(Listed entries begins)
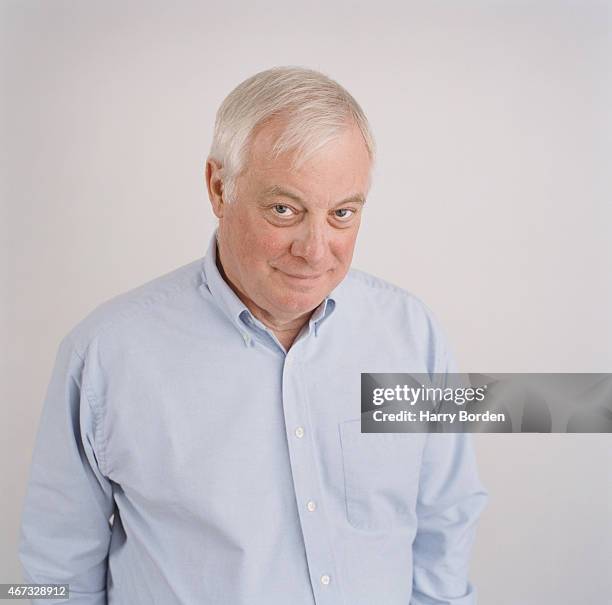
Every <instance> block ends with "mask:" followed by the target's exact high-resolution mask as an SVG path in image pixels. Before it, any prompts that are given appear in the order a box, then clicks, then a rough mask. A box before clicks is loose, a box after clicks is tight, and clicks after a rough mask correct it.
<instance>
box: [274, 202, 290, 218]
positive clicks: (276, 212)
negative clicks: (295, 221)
mask: <svg viewBox="0 0 612 605" xmlns="http://www.w3.org/2000/svg"><path fill="white" fill-rule="evenodd" d="M272 210H273V211H274V214H276V216H282V217H288V218H289V217H292V216H294V215H295V212H294V211H293V210H292V209H291V208H290V207H289V206H285V204H274V206H272Z"/></svg>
(Listed entries ends)
• [Problem details]:
All lines with the word "instance" should be copied from the material above.

• [Completed task]:
Every <instance> block ends with "mask:" followed by the target's exact high-resolution mask as an SVG path in image pixels. Before it, any prompts that are given appear in the order a box, then clicks, then a rough mask. A box before clicks is loose, a box after clicks is tight, and clicks after a rough mask correct it.
<instance>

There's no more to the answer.